# Exercise requirements
A - How would you put this sentence from the antenna selection text below into German: "If you stack these antennas vertically you achieve higher gain by further compressing the lobe."
B - Do these statements agree with the antenna selection text below? Answer yes or no for each and quote the words of the text that decide it.
(i) The typical "8ft antenna" is made of two 5/8λ antennas stacked with a matching between them.
(ii) The relative spacing shown in the graph refers to the spacing between element tips.
(iii) Doubling the number of elements and the array length raises gain by 3 dB.
C - Extend the antenna selection text below by writing what follows its final sentence.

# Excerpt to read

What's important for an antenna selection and installation
As there are always discussions about antennas this hopefully brings some technical background into it. Naturally the mechanical quality of an antenna is important too as no-one wants the antenna to break.....
Antenna radiation patters for vertical antennas (side view). All antennas are non directional in horizontal direction which means they radiate the same amount into all directions.
First some radiation patterns normalized to maximum level.
Half wave dipol (“3ft antenna”)
5/8 antenna (“4ft antenna”)
If you stack these antennas vertically you achieve higher gain by further compressing the lobe. This is done for the longer antennas. The typical “8ft antenna” is two 5/8λ antennas stacked with a matching in between.
The "Relative Spacing In Wavelengths" in the graph above is the current-maximum spacing of the elements, not element "tip" or "center" spacing.
With two dipoles placed end-to-end at the center with almost no end spacing, spacing of current maximums (S) would be .25+.25=.5λ. Overall length would be twice that of a single dipole, or 1λ. Maximum theoretical gain for this spacing is found on the graph above, at the crossing of the vertical 0.5 RELATIVE SPACING IN WAVELENGTHS and intersection of "curve 2" (the two-element curve), as just under 2dB over a single element. Gain would be less than 2dB over a single element in ANY collinear antenna using 1/2λ or shorter elements with very small element end spacings (D). Despite what is commonly claimed, doubling the number of elements and doubling array length does not increase gain 3 dB.

# Data extract
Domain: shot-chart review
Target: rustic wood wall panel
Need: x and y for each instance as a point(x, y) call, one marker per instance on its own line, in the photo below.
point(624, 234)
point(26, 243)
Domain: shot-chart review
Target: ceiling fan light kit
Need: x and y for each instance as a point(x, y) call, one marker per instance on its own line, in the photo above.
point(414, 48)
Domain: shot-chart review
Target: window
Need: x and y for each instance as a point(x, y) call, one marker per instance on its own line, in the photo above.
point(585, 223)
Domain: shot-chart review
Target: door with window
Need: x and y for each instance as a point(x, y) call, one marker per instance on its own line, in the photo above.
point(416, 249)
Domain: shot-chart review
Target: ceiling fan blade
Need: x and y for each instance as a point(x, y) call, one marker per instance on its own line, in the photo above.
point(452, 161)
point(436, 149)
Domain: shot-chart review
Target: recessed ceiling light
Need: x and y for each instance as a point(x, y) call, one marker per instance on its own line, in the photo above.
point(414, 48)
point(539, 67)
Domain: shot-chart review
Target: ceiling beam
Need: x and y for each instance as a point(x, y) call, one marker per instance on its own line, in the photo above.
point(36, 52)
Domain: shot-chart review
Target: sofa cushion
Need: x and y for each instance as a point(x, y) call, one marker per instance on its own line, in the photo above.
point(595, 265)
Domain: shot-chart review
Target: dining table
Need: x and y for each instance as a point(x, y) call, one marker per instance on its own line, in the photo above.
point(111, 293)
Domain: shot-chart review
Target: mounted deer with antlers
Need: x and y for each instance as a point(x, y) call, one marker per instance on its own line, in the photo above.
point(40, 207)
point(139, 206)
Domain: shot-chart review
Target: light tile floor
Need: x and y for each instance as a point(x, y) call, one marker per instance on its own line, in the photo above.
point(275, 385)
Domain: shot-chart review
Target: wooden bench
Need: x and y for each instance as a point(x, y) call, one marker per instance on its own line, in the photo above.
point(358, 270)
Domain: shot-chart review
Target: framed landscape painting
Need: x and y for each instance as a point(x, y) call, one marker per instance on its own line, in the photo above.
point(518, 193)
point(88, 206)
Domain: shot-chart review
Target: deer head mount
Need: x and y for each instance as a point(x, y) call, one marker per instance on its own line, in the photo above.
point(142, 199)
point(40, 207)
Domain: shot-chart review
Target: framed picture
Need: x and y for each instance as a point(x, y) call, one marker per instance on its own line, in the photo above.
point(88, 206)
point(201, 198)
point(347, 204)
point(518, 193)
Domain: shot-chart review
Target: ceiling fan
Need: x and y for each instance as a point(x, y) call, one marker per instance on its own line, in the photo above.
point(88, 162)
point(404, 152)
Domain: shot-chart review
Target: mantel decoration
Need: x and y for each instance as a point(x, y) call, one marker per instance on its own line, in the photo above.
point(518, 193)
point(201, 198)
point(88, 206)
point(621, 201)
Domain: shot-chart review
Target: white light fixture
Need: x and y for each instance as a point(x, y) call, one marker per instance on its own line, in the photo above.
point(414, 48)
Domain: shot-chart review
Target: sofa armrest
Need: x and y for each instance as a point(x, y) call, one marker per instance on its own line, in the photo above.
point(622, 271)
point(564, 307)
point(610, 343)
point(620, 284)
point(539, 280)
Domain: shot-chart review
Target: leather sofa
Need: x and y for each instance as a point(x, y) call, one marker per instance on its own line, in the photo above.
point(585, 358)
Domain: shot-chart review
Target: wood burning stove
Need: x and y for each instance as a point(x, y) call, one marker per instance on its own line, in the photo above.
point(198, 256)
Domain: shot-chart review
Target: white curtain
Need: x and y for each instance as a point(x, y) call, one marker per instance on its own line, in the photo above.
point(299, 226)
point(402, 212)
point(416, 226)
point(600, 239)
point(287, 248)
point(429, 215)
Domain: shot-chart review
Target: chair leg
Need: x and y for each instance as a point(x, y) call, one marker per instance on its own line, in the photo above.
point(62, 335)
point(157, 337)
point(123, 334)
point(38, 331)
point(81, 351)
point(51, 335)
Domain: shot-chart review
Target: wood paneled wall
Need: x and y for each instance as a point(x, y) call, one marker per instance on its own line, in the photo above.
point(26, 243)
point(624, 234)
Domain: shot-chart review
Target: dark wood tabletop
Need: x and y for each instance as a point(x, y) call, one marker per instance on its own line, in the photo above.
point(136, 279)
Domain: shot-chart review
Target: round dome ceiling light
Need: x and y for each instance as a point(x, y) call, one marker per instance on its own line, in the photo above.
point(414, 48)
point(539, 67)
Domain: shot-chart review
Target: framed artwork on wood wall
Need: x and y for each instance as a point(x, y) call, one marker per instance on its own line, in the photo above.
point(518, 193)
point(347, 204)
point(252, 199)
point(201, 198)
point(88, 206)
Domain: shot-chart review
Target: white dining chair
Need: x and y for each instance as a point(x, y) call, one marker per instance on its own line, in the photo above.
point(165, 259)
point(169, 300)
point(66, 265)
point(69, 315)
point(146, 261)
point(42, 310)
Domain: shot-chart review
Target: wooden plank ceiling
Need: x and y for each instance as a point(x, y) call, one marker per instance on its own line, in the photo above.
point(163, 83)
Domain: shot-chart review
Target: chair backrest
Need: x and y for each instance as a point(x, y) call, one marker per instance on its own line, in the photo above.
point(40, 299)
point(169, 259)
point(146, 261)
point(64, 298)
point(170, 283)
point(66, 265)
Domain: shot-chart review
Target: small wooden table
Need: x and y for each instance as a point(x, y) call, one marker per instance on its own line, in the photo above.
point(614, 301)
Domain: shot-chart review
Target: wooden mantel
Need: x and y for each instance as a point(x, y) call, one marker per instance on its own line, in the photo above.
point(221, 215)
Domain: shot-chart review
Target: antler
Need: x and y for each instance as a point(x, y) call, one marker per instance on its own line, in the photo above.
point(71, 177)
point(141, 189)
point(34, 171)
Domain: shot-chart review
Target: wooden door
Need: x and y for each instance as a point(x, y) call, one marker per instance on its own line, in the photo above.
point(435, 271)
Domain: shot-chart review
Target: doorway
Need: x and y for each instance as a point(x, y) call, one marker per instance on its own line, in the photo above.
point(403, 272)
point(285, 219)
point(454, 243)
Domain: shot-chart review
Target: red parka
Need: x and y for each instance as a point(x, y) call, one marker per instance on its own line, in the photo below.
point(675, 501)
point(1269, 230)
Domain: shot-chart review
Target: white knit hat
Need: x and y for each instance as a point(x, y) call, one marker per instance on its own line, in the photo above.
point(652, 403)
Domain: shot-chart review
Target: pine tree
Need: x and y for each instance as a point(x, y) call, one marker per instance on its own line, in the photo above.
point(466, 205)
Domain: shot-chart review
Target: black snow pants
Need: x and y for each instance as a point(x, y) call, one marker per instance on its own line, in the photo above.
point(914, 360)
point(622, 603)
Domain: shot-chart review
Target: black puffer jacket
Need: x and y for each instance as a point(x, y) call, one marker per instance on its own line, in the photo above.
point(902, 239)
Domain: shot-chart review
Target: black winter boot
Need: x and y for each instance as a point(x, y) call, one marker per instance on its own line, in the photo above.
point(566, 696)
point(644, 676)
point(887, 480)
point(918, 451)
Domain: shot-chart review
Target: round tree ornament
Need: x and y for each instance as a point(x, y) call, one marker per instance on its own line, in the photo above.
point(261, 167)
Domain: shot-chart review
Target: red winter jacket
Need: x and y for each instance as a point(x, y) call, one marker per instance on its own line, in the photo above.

# Responses for each task
A - Wenn man diese Antennen vertikal stapelt, erreicht man einen höheren Gewinn, indem man die Keule weiter zusammendrückt.

B -
(i) Yes: "The typical “8ft antenna” is two 5/8λ antennas stacked with a matching in between."
(ii) No: "is the current-maximum spacing of the elements, not element "tip" or "center" spacing."
(iii) No: "Despite what is commonly claimed, doubling the number of elements and doubling array length does not increase gain 3 dB."

C -
That's why they use two 5/8λ stacked elements in 8ft antennas as the 5/8λ already has a compressed pattern and stacking it gives a higher gain over 1/2λ dipoles (3ft antenna).
What's important to notice is that with a high gain antenna the pattern is well compressed and if the antenna gets out of the vertical position the achievable range in one direction may be very short as most of the energy is radiated into the water. That's even worse if one wants to communicate with a station which is installed on a higher elevation. On sailboats which quite often “hang in the wind” this is very critical and the reason they usually only use 3 or 4ft antennas on top of the mast.
The 25W power for marine VHF radios is plenty enough to establish a reliable communication link even with the smallest 3ft antenna. The range is simply limited by the line of sight and cut short by the Earth being a ball. What helps a lot more is to install the antenna as high as possible as that increases the possible line of sight distance. Here every foot counts and adds a lot of range.
As antenna elements are very sensitive to their environment (conductive or lossy materials) in many cases a “short” antenna on an extension mast which brings the tip to the same level as a “long” antenna would reach may give better results as the pattern won't be distorted and the available energy not “burned” in the hardware around it. The same can apply when the boat is rolling which could result in less field strength at the receiving station due to the fact that the maximum radiation would go above or below the receiving antenna (same in the other direction).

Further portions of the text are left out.